▸ **What you have to do**:
Output nothing but the lines from the line with "In the photo above, each instance of the blue mesh" through the end of the listing below, both ends included.

BEGIN Dataset rows

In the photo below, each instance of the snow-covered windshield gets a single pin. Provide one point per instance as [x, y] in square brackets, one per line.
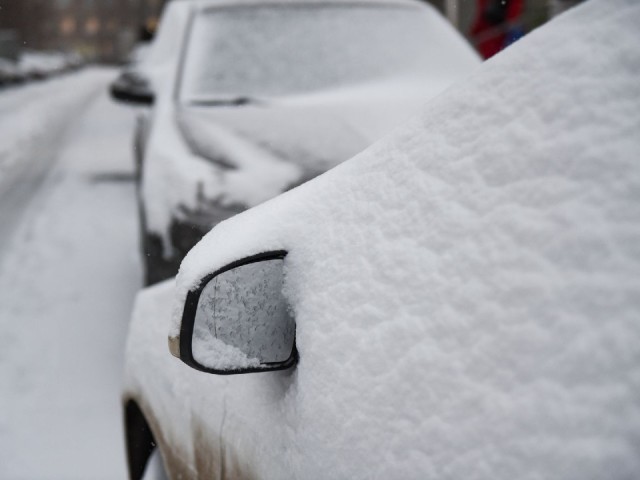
[246, 52]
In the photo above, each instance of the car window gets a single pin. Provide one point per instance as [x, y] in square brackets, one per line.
[277, 50]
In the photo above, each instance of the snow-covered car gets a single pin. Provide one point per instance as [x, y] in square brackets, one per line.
[251, 99]
[465, 293]
[9, 72]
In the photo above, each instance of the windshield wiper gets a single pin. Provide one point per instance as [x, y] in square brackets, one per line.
[238, 101]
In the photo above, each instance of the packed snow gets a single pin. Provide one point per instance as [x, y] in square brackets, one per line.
[245, 161]
[466, 291]
[68, 273]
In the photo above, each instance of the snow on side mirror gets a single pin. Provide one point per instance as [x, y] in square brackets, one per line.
[237, 320]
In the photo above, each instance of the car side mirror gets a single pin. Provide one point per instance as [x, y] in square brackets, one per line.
[133, 88]
[238, 321]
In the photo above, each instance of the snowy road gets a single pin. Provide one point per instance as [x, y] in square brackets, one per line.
[68, 274]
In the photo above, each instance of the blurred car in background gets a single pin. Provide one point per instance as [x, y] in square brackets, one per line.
[10, 74]
[461, 299]
[252, 100]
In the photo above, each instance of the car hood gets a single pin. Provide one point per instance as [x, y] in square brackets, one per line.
[313, 132]
[466, 291]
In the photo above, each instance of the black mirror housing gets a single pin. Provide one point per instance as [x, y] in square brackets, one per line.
[237, 320]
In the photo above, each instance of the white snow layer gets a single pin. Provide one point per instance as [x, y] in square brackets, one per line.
[37, 114]
[174, 176]
[466, 291]
[67, 281]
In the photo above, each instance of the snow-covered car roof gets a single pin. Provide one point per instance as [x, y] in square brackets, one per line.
[466, 291]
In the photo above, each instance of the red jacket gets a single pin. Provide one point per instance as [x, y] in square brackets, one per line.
[492, 23]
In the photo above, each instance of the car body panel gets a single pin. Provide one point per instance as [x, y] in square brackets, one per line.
[463, 310]
[294, 137]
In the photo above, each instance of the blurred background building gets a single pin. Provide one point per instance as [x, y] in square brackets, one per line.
[102, 30]
[107, 30]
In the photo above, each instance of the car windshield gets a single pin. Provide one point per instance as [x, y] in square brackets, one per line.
[237, 54]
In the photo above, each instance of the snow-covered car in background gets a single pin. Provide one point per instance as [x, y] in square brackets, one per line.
[251, 99]
[465, 292]
[9, 72]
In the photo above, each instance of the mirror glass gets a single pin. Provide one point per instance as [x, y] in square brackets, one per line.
[242, 319]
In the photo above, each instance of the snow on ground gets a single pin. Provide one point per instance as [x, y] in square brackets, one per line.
[67, 281]
[466, 291]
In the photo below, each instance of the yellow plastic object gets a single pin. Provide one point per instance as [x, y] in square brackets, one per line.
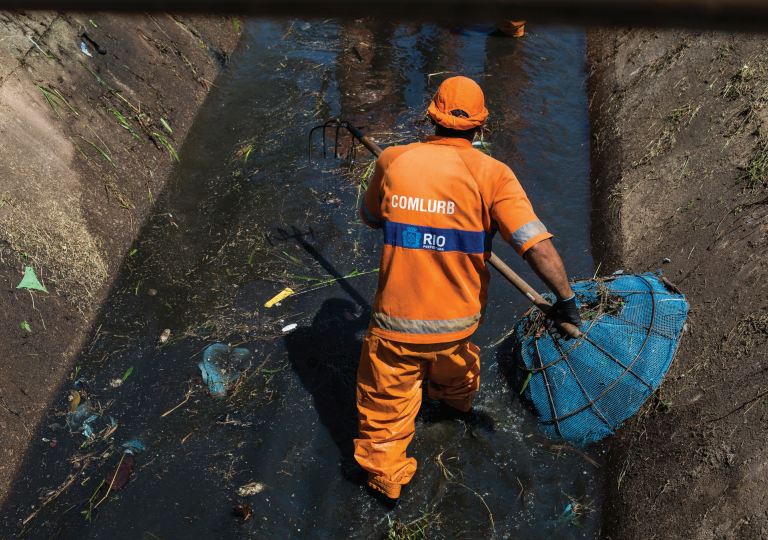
[285, 293]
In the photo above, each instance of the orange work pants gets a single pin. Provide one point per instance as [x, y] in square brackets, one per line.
[389, 381]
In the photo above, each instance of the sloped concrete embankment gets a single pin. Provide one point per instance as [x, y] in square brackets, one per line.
[680, 182]
[87, 142]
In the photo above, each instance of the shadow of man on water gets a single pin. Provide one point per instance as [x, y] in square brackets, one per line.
[325, 358]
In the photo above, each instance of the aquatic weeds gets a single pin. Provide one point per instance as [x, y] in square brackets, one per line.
[413, 530]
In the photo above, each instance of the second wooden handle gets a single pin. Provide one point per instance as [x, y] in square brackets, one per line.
[535, 298]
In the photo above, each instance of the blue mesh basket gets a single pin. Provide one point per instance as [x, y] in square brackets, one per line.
[584, 389]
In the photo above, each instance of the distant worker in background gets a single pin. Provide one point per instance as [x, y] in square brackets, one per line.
[439, 204]
[511, 28]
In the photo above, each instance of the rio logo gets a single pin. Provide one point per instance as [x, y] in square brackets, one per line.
[412, 238]
[433, 241]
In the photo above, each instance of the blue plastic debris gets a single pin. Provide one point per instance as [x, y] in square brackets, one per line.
[134, 445]
[583, 390]
[219, 367]
[81, 418]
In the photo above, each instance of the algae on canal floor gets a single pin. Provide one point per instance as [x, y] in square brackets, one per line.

END Dataset rows

▸ **Task result**:
In the photo above, each instance of the blue mesh basket gets a single pin. Provide one point per instance as [x, y] in square brackets, one per line.
[584, 389]
In the photo above, each instance of the distant worker in background gets a single pin. Provide one point per instance as [x, y] in square brackets, one per line.
[439, 204]
[511, 28]
In the photo above, each instance of the rio logo gets a single pin. Provide one point per instance as [x, y] in square brackets, one per line.
[412, 238]
[433, 241]
In the photo above, each instance of the blue plastic debris gets a single pin. Provide one point per instance as [x, y] in square brackets, one per line.
[134, 445]
[583, 390]
[219, 367]
[81, 418]
In the photo above, each instance of the algae on canal floor gets a single pin. Provide one point per instance as [x, y] in square brackets, one per line.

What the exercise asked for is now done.